### RECORDS FOR THE EXERCISE:

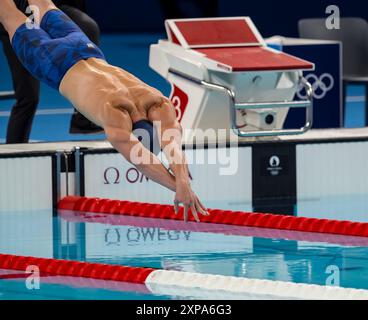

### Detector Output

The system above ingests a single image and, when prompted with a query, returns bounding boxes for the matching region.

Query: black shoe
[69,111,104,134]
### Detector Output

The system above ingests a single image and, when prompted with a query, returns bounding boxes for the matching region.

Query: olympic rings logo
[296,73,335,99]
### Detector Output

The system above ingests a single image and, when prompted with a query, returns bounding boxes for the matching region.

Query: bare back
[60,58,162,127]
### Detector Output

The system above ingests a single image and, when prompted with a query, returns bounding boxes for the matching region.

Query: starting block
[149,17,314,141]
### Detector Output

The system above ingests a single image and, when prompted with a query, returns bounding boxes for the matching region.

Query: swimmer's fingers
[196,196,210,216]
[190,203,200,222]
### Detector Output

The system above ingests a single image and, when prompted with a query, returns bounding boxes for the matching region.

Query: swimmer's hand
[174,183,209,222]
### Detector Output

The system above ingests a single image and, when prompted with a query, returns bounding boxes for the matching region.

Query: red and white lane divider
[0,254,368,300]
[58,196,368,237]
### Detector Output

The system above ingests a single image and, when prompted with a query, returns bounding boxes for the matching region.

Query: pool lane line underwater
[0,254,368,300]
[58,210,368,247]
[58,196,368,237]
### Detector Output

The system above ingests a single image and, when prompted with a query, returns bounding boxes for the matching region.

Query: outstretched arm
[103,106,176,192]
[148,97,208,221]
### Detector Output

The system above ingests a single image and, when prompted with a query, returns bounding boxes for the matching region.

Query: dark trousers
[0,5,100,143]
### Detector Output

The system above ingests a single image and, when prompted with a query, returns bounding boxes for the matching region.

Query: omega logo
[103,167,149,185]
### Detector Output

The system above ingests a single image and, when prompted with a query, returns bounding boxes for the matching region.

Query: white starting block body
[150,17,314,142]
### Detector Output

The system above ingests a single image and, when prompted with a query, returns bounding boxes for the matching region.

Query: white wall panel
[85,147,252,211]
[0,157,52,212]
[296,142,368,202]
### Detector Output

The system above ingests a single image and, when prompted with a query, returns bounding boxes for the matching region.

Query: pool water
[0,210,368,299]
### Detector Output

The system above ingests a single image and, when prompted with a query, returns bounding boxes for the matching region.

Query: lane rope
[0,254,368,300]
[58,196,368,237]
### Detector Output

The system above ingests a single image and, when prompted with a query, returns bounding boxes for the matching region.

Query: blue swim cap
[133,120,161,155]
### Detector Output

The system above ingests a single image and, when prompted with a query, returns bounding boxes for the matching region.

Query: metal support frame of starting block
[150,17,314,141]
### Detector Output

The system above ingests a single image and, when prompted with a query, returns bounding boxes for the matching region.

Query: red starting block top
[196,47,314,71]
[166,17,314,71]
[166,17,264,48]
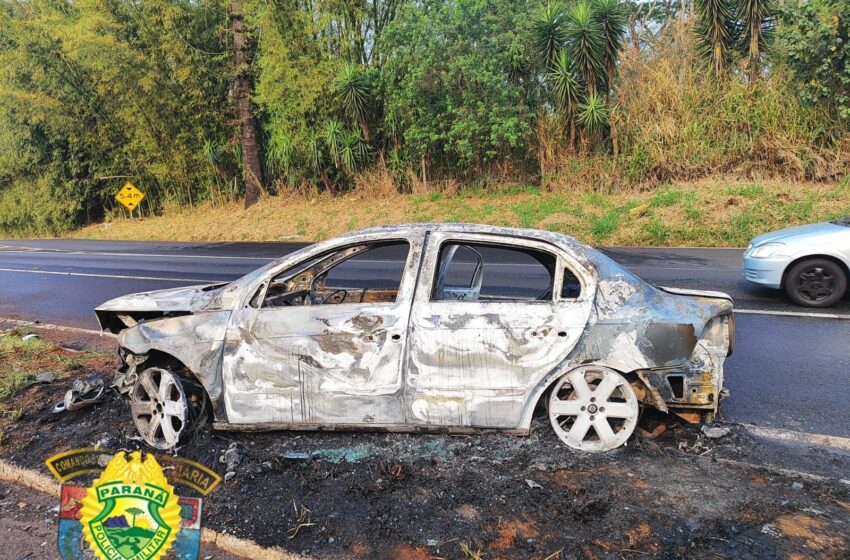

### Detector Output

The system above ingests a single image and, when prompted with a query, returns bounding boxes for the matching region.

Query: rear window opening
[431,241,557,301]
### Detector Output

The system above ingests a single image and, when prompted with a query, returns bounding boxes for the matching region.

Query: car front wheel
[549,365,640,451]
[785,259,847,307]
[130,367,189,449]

### WHAT YOU HAVE TO DO:
Reproduce the stretch of rows above, word for word, from the start of the rows through the line containing "[190,203,200,222]". Leave the pictures out of your copy.

### SOLUTION FOR THIS TASK:
### Detector Output

The system above ingests a single image and, when prompted with a query, returns bounding boxes for the matching region.

Query: black shoe
[69,111,104,134]
### Detector Output

The system above ingests a single image and, when prompted with a query, returns bounding boxes for the matching region.

Query: olympic rings logo
[296,73,335,99]
### Detector Output

The system above ingests a single image and, when prompted with a query, returns bounding boxes for the matching region.

Query: bare back
[60,58,162,127]
### Detector Output

The system above ingests a single image and, when prompted with a query, returns bounding boxes for the matching region.

Query: starting block
[149,17,314,141]
### Detector Output

The system above ingests a single image and, when prompted with a query, returns bounding boxes for the matching region.

Query: swimmer's fingers
[196,196,210,216]
[190,203,200,222]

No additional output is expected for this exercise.